◆ Extrait du texte
────

Aides sociales en France : vers un accès restreint pour les étrangers ?

19 mars 2025 - 11h00 - France - Ecrit par : P. A

La droite pourrait réussir à inscrire la préférence nationale dans la législation française. Les sénateurs du parti Les Républicains (LR) viennent de déposer, pour la troisième fois, une proposition de loi visant à instaurer une durée minimale de résidence en situation régulière avant l’accès à certaines prestations sociales.

Après deux censures du Conseil constitutionnel en 2024, les sénateurs LR reviennent à la charge en déposant ce mardi 18 mars une nouvelle proposition de loi visant à instaurer une durée minimale de résidence en situation régulière avant l’accès à certaines prestations sociales. La mesure pourrait finalement être inscrite dans la loi française, vu la brèche ouverte par le Conseil constitutionnel dans ses dernières décisions de censure. « Les Sages se sont tiré une balle dans le pied », analyse pour Le Nouvel Observateur, Lola Isidro, maîtresse de conférences en droit à l’université Paris Nanterre.

────

◆ Données fournies

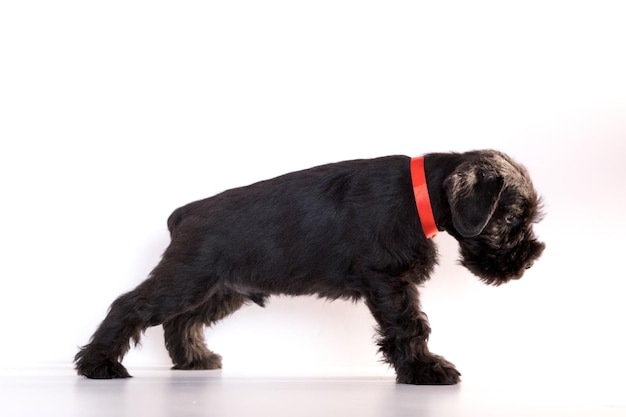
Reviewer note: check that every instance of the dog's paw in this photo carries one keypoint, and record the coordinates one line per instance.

────

Recopiez le passage de l'article sur les aides sociales aux étrangers, de « Après deux censures » à « l’université Paris Nanterre. ».

Après deux censures du Conseil constitutionnel en 2024, les sénateurs LR reviennent à la charge en déposant ce mardi 18 mars une nouvelle proposition de loi visant à instaurer une durée minimale de résidence en situation régulière avant l’accès à certaines prestations sociales. La mesure pourrait finalement être inscrite dans la loi française, vu la brèche ouverte par le Conseil constitutionnel dans ses dernières décisions de censure. « Les Sages se sont tiré une balle dans le pied », analyse pour Le Nouvel Observateur, Lola Isidro, maîtresse de conférences en droit à l’université Paris Nanterre.